**TASK DIRECTIONS:** Could you return the data below exactly as it appears?

(Dataset entries)
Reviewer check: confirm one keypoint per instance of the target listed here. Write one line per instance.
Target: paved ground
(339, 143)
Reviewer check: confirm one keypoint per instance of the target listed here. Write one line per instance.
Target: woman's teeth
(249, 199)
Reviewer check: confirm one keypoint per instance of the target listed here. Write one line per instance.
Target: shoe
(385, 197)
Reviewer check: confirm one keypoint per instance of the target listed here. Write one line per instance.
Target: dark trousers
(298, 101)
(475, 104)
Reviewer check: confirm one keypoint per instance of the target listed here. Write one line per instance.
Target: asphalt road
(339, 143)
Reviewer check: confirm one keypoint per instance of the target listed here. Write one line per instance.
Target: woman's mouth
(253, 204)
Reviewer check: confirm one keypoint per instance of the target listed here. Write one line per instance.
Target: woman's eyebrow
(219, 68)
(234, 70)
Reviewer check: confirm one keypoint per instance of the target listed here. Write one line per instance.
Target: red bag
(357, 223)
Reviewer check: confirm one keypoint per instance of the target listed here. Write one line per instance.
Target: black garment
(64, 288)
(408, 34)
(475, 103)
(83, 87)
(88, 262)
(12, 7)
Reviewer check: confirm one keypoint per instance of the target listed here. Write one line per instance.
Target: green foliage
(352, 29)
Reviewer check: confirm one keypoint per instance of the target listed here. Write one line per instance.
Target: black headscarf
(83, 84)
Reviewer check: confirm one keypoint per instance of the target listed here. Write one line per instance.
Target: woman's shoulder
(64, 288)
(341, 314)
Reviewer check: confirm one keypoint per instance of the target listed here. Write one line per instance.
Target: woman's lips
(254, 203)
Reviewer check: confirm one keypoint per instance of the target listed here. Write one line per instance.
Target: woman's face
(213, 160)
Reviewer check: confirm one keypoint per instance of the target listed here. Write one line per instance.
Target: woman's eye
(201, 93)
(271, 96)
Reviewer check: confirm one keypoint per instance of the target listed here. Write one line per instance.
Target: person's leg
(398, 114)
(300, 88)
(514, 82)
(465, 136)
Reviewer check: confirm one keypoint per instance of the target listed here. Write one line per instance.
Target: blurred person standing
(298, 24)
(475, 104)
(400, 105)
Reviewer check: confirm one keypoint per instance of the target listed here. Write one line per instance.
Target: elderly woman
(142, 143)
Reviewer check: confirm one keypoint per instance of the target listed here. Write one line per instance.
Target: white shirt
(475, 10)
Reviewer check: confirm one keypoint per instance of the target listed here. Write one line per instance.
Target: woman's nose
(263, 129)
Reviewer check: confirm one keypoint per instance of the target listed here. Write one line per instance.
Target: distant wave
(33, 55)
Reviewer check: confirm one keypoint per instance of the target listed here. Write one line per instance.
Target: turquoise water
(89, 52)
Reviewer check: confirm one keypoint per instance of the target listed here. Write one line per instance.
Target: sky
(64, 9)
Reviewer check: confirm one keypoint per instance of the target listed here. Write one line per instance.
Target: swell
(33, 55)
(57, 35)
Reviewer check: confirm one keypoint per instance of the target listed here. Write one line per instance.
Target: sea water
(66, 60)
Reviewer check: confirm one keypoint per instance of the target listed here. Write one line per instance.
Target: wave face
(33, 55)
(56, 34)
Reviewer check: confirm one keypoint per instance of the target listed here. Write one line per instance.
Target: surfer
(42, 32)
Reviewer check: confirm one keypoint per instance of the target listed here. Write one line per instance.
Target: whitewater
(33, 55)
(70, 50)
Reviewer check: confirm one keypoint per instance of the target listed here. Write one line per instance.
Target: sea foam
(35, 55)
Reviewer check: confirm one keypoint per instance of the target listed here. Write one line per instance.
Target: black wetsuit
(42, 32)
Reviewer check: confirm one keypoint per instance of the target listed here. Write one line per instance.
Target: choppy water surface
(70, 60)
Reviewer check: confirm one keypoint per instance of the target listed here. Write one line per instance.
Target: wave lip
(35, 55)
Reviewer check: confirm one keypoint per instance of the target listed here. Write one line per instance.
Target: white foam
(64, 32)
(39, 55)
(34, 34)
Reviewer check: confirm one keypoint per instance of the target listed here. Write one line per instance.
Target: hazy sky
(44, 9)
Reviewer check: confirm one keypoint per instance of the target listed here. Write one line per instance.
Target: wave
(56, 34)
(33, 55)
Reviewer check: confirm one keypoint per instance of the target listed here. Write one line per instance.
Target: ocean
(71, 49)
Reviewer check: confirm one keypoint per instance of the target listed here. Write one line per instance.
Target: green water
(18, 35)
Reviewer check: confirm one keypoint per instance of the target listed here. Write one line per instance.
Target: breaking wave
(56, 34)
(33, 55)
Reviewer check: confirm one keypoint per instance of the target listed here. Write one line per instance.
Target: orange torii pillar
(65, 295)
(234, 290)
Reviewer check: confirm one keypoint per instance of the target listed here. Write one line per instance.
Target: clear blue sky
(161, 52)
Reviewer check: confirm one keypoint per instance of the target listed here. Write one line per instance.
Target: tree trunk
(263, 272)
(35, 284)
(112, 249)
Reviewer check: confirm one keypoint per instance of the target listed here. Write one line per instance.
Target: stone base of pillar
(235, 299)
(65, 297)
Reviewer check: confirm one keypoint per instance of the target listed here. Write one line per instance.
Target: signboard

**SOLUTION FOR THIS EXERCISE:**
Reviewer check: confirm one keypoint per instance of the target listed here. Write one line per instance.
Target: paved ground
(339, 143)
Reviewer check: confirm one keypoint per instance of the target listed here. Write one line per instance.
Target: woman's teeth
(249, 199)
Reviewer check: confirm one keypoint per instance of the target listed here. Write one line per instance.
Target: shoe
(385, 197)
Reviewer check: confirm one keypoint per instance of the target listed here. Write one line per instance.
Target: dark trousers
(298, 101)
(475, 104)
Reviewer check: confirm one keypoint per instance of the target listed here. Write one line per instance.
Target: asphalt road
(339, 143)
Reviewer check: confirm one keypoint per instance of the target listed here. Write one line per instance.
Target: woman's mouth
(253, 204)
Reviewer check: confirm one keypoint per instance of the target listed here. Write one line per instance.
Target: woman's eyebrow
(219, 68)
(234, 70)
Reviewer check: confirm one keypoint per instance of the target listed here. Write one line per instance.
Target: red bag
(357, 223)
Reviewer check: confirm one keypoint per instance of the target listed here. Write one line per instance.
Target: black garment
(64, 288)
(408, 34)
(475, 103)
(83, 87)
(88, 262)
(12, 7)
Reviewer check: confirm one keypoint per instance of the target listed here. Write one line per instance.
Target: green foliage
(352, 29)
Reviewer check: confirm one keypoint per instance of the target listed here. Write one line per instance.
Target: black headscarf
(83, 84)
Reviewer check: confirm one keypoint per instance of the target listed here. Write one line per instance.
Target: woman's shoulder
(64, 288)
(341, 314)
Reviewer check: confirm one keypoint per instance of the target listed here. Write one line per instance.
Target: woman's lips
(254, 203)
Reviewer check: confirm one keypoint per instance of the target listed here. Write one line per instance.
Target: woman's face
(213, 160)
Reviewer check: confirm one keypoint per instance of the target listed here. Write one line per instance.
Target: woman's eye
(201, 93)
(271, 96)
Reviewer check: confirm one keypoint per instance of the target listed here. Write one line per instance.
Target: person's leg
(398, 114)
(300, 88)
(514, 82)
(465, 136)
Reviewer check: confirm one keypoint per instance of the target listed here. Write one line per instance.
Target: blurred person standing
(298, 24)
(475, 104)
(400, 105)
Reviewer check: confirm one keypoint per instance of the target listed here. Write one line per instance.
Target: elderly woman
(142, 143)
Reviewer check: confirm one keypoint per instance of the target listed here. Write one line per instance.
Target: white shirt
(475, 10)
Reviewer check: confirm one keypoint per instance of the target listed here. Write one line per instance.
Target: woman's nose
(263, 129)
Reviewer check: confirm one keypoint per instance of the target listed here. Write one line per instance.
Target: distant wave
(33, 55)
Reviewer check: confirm one keypoint per instance of the target listed here. Write one line per instance.
Target: turquoise water
(89, 52)
Reviewer check: confirm one keypoint per instance of the target listed here. Write one line per instance.
Target: sky
(64, 9)
Reviewer check: confirm one keypoint per instance of the target listed here. Write one line per instance.
Target: swell
(33, 55)
(57, 35)
Reviewer check: confirm one keypoint per instance of the target listed here. Write one line per instance.
Target: sea water
(66, 60)
Reviewer check: confirm one keypoint per instance of the target listed here. Write one line per instance.
Target: wave face
(33, 55)
(56, 34)
Reviewer check: confirm one keypoint per instance of the target listed here. Write one line per instance.
Target: surfer
(42, 32)
Reviewer check: confirm one keypoint per instance of the target listed here. Write one line per instance.
Target: whitewater
(33, 55)
(70, 50)
Reviewer check: confirm one keypoint per instance of the target listed here. Write one line per instance.
Target: sea foam
(35, 55)
Reviewer check: confirm one keypoint per instance of the target listed here. Write one line per instance.
Target: black wetsuit
(42, 32)
Reviewer check: confirm one keypoint per instance of the target listed here. Write one line per instance.
Target: choppy water surface
(70, 60)
Reviewer check: confirm one keypoint per instance of the target listed here. Write one line per instance.
Target: wave lip
(35, 55)
Reviewer check: confirm one keypoint per instance of the target listed here. Write one line per instance.
Target: white foam
(64, 32)
(39, 55)
(34, 34)
Reviewer check: confirm one keypoint per instance of the target listed here. Write one line per instance.
Target: hazy sky
(44, 9)
Reviewer check: confirm one keypoint per instance of the target listed here. Write one line per instance.
Target: wave
(56, 34)
(33, 55)
Reviewer check: confirm one keypoint per instance of the target listed here. Write one line per instance.
Target: ocean
(71, 49)
Reviewer check: confirm one keypoint per instance of the target listed here. Write one line per instance.
Target: green water
(18, 35)
Reviewer check: confirm one keypoint per instance of the target listed here. Write one line per instance.
Target: breaking wave
(56, 34)
(33, 55)
Reviewer check: confirm one keypoint per instance of the target listed here. Write one line per instance.
Target: orange torii pillar
(65, 295)
(234, 290)
Reviewer check: confirm one keypoint per instance of the target listed here. Write one line per instance.
Target: clear blue sky
(161, 52)
Reviewer check: confirm one keypoint per instance of the target listed here. Write one line per instance.
Target: tree trunk
(263, 272)
(35, 284)
(112, 249)
Reviewer check: confirm one keypoint per instance of the target listed here. Write one line per instance.
Target: stone base of pillar
(235, 299)
(65, 297)
Reviewer check: confirm one keypoint per instance of the target listed here. Write one line per instance.
Target: signboard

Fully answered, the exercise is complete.